Extrait choisi:
Ceux qui ont plus de 45-50 ans (bien tassés !) se souviennent forcément de cette série culte anglaise qui a peut-être hanté leurs cauchemars quand ils étaient adolescents. Votre serviteur, je le confesse, n’en manquait pas un épisode. Le Prisonnier (The Prisoner) retrace l’histoire d’un agent secret britannique qui après avoir démissionné, est kidnappé et se retrouve prisonnier dans un village dont il ne parvient pas à s’échapper. Un monde orwellien où des habitants déambulent dans le village, en apparence aimables (ils scandent inlassablement la réplique-culte « bonjour chez vous« ) mais sans libre-arbitre. Il faut dire qu’ils sont guidés par un haut-parleur via  lequel une voix leur dicte le déroulement de la journée. Dans ce village, on y découvre un n°2 tout-puissant, un n°6 (le héros), des vélos à 3 roues, un jeu d’échecs humain, un ballon guideur, voire étouffeur qui asphyxie ceux qui se rebellent, une plage sans fin où courir pour s’échapper ne sert à rien,  enfin une réplique célèbre : Je ne suis pas un numéro, je suis un homme libre ! scandée par le héros du film, Patrick McGoohan.

De façon assez déconcertante, cette série des années 1960-70 a assez bien vieilli et pourrait presque se regarder aujourd’hui sans décalage temporel marqué. L’une des explications est que le thème qu’elle aborde résonne étrangement à nos oreilles. L’idée d’un état totalitaire où toute protestation est bannie, d’où l’on ne peut s’échapper, qui manipule, et fait de ses concitoyens des prisonniers, ça ne vous rappelle aucun pays ? La série fait probablement aussi écho à notre imaginaire car son héros est finalement confiné dans un lieu d’où il ne peut franchir les limites géographiques imposées par une Autorité :  là encore, ça ne vous rappelle pas, toutes proportions gardées, la situation d’une pandémie des années 2020 ? Enfin, des gens enfermés dans un même espace « semi-clos » et dont on observe chaque geste, chaque déplacement, ça ne vous rappelle toujours pas une certaine télé-réalité bien actuelle ?

Consigne 1: Citez tout ce que l'extrait sur Le Prisonnier évoque pour le lecteur au moyen de la formule « ça ne vous rappelle ».

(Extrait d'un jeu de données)
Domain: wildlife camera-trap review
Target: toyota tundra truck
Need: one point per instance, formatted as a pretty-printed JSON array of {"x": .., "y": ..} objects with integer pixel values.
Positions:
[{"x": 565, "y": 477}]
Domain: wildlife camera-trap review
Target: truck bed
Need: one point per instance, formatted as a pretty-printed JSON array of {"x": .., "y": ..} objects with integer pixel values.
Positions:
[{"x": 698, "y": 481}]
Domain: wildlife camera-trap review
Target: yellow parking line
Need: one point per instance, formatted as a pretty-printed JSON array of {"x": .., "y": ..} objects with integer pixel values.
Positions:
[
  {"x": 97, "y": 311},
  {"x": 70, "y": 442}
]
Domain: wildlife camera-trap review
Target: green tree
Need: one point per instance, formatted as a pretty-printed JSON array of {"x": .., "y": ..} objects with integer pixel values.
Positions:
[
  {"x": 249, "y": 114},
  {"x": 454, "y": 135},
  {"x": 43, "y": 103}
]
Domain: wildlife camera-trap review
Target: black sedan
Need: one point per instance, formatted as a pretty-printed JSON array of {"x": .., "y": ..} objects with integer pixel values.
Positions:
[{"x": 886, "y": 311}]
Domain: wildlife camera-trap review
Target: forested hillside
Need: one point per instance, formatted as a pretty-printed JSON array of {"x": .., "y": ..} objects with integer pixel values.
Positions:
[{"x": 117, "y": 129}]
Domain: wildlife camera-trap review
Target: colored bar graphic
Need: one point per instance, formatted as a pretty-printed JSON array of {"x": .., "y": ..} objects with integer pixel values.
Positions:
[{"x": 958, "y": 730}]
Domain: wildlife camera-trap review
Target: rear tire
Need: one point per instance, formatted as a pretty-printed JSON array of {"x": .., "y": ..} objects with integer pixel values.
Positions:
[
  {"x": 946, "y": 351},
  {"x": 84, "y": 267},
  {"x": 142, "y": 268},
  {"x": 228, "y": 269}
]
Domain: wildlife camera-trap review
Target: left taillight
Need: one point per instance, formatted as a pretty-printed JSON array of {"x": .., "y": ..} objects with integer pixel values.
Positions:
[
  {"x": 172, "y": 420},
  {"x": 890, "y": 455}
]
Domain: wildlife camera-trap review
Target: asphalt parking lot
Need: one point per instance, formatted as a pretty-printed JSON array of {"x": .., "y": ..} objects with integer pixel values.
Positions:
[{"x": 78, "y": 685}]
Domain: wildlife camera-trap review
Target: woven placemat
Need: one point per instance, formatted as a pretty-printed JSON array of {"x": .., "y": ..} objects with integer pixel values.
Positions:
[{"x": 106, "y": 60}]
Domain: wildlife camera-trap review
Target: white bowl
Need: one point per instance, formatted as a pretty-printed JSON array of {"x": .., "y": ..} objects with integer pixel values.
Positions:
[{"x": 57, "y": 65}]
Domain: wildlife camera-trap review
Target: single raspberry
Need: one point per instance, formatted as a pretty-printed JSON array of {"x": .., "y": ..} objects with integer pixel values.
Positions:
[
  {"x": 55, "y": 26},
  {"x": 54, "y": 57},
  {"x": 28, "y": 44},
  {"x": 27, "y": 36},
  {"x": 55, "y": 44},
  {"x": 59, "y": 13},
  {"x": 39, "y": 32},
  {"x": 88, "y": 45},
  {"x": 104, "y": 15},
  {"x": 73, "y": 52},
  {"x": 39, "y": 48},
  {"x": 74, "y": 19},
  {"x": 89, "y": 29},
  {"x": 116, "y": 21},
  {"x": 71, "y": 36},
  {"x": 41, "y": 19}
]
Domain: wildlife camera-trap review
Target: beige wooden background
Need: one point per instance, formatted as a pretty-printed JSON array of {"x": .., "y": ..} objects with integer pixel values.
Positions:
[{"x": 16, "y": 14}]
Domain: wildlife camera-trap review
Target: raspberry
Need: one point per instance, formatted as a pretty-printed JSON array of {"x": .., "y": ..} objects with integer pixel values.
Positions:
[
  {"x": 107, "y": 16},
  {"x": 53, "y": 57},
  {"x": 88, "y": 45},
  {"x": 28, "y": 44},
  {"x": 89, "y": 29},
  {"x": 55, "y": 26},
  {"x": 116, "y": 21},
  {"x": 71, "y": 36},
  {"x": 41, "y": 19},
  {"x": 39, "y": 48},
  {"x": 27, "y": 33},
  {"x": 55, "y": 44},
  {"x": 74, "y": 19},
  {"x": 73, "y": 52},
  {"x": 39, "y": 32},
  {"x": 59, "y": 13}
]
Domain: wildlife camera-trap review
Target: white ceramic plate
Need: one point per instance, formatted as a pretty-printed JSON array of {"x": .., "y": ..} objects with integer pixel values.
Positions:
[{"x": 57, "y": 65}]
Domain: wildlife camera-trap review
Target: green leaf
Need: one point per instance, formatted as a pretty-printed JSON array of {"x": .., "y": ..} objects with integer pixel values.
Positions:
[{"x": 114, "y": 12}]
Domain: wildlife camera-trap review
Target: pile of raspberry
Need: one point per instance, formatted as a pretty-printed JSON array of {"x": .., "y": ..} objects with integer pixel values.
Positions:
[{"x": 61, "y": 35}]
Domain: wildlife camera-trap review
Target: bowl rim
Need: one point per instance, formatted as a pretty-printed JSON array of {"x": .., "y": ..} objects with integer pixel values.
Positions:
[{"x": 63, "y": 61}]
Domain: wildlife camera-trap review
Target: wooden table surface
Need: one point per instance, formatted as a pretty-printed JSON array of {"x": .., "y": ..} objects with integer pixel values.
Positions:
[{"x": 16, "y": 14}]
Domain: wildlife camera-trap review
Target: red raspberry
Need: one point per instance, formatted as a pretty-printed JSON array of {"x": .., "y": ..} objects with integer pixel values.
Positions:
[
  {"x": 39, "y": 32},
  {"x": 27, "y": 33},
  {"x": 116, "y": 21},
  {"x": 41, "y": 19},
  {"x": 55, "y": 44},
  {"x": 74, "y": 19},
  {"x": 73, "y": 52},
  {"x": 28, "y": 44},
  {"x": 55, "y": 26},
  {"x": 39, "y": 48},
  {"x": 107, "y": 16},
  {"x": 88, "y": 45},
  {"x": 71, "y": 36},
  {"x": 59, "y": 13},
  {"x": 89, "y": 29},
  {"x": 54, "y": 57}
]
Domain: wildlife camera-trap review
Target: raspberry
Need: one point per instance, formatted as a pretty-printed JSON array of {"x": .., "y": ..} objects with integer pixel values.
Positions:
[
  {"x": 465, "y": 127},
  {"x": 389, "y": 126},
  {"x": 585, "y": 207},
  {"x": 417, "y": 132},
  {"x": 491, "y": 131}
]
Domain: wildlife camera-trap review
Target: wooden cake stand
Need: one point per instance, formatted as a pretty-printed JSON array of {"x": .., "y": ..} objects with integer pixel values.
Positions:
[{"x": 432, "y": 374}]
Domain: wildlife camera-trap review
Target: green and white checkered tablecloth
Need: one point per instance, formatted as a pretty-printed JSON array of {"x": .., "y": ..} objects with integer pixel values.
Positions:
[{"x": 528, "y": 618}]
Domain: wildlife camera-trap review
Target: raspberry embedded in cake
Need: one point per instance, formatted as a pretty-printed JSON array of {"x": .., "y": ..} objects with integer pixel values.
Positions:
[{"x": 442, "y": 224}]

Consigne 2: Indiquez, en les recopiant, toutes les lignes des enregistrements qui contiennent le mot « truck ».

Réponse correcte 1:
- un pays (« aucun pays »)
- la situation d'une pandémie des années 2020
- une certaine télé-réalité bien actuelle

Réponse correcte 2:
Target: toyota tundra truck
Target: truck bed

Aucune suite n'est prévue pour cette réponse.